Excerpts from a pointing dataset
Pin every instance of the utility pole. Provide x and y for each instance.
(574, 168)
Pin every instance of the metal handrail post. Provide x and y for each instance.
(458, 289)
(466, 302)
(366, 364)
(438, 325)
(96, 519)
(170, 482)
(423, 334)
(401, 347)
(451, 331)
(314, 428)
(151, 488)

# Challenge:
Rescale all of the items by writing out every line again, requests included. Multiply each x and y coordinate in the answers by 0.95 and round to the nearest whole number, with halves rounded up.

# Written answer:
Pin every instance of the utility pole. Provide x and y for each instance.
(545, 160)
Pin every instance of the metal handrail post. Provide x and y for each instance.
(435, 275)
(443, 287)
(348, 346)
(416, 309)
(91, 493)
(162, 458)
(402, 317)
(381, 330)
(428, 314)
(298, 407)
(143, 464)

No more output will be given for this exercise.